**DOCUMENT SECTION:**
Skip to contents

The goal of tidypopgen is to provide a tidy grammar of population genetics, facilitating the manipulation and analysis of biallelic single nucleotide polymorphisms (SNPs). tidypopgen scales to very large genetic datasets by storing genotypes on disk, and performing operations on them in chunks, without ever loading all data in memory.

Installation

You can install the latest version of tidypopgen directly from r-universe (reccomended):

install.packages('tidypopgen', repos = "https://evolecolgroup.r-universe.dev")

Alternatively, you can install tidypopgenusing devtools (but you might need to set up your development environment, which can be a bit more complex):

install.packages("devtools")
devtools::install_github("EvolEcolGroup/tidypopgen")

Examples

There are a several vignettes designed to teach you how to use tidypopgen. The ‘overview’ vignette explains how the data structures are designed, and provides a illustration of the grammar used to manipulate individuals and loci.

The ‘quality control’ vignette illustrates the tidypopgen functions that help running a fully QC of a dataset before analysis.

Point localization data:
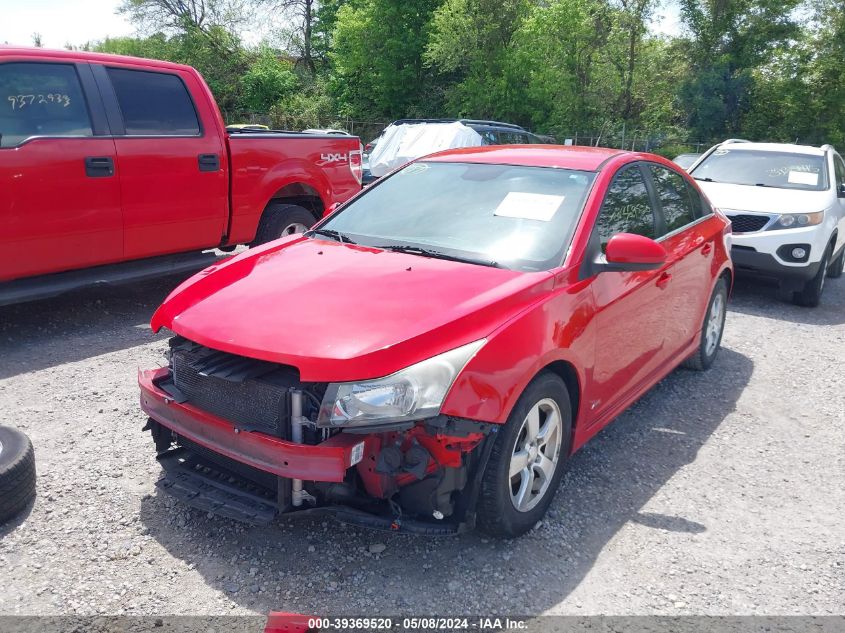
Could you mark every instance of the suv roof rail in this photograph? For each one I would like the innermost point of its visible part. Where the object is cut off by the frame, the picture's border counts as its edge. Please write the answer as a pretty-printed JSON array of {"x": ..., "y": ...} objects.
[{"x": 513, "y": 126}]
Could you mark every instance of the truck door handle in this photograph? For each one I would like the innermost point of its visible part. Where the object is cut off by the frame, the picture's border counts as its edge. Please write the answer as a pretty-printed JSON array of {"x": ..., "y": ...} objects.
[
  {"x": 99, "y": 166},
  {"x": 208, "y": 162}
]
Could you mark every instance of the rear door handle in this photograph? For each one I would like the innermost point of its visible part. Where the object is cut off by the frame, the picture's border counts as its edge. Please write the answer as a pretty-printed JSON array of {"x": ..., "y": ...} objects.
[
  {"x": 208, "y": 162},
  {"x": 99, "y": 166}
]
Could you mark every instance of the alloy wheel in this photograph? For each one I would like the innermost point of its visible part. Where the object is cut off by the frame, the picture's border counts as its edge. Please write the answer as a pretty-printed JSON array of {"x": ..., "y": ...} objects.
[{"x": 535, "y": 455}]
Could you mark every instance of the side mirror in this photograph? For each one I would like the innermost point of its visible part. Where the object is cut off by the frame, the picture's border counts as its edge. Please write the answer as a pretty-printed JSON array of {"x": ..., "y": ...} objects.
[{"x": 630, "y": 252}]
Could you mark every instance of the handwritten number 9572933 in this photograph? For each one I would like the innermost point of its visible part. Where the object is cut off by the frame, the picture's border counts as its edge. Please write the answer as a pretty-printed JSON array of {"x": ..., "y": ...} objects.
[{"x": 19, "y": 102}]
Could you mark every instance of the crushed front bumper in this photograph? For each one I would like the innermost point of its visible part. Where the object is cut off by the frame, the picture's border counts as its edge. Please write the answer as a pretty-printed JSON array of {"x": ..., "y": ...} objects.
[{"x": 327, "y": 461}]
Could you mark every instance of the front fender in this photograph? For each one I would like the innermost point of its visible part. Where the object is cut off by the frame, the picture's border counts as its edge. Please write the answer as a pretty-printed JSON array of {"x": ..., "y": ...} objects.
[{"x": 490, "y": 385}]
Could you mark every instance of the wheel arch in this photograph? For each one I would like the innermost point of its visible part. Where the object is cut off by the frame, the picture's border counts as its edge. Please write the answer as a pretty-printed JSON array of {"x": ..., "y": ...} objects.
[
  {"x": 569, "y": 375},
  {"x": 302, "y": 194}
]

**REQUIRED TASKS:**
a) Rewrite the tidypopgen page between "Alternatively, you can" and "individuals and loci.", inclusive, with "loci" replaced by "variants".
b) Write the next part of the tidypopgen page, starting after its final sentence.

**ANSWERS IN ORDER:**
a)
Alternatively, you can install tidypopgenusing devtools (but you might need to set up your development environment, which can be a bit more complex):

install.packages("devtools")
devtools::install_github("EvolEcolGroup/tidypopgen")

Examples

There are a several vignettes designed to teach you how to use tidypopgen. The ‘overview’ vignette explains how the data structures are designed, and provides a illustration of the grammar used to manipulate individuals and variants.

b)
The ‘population genetic analysis’ vignette provides a fully annotated example of how to run population genetics analysis with tidypopgen.

Finally, we provide a PLINK cheatsheet’ aimed at translating common tasks performed in PLINK into tidypopgen commands.

When something does not work

If something does not work, check the issues on GitHub to see whether the problem has already been reported. If not, feel free to create an new issue. Please make sure you have updated to the latest version of tidypopgen on r-universe/Github, as well as updating all other packages on your system, and provide a reproducible example for the developers to investigate the problem. Ideally, try to create a minimalistic dataset that reproduces the error, as it will be much easier (and thus faster!) for the developers to track down the problem.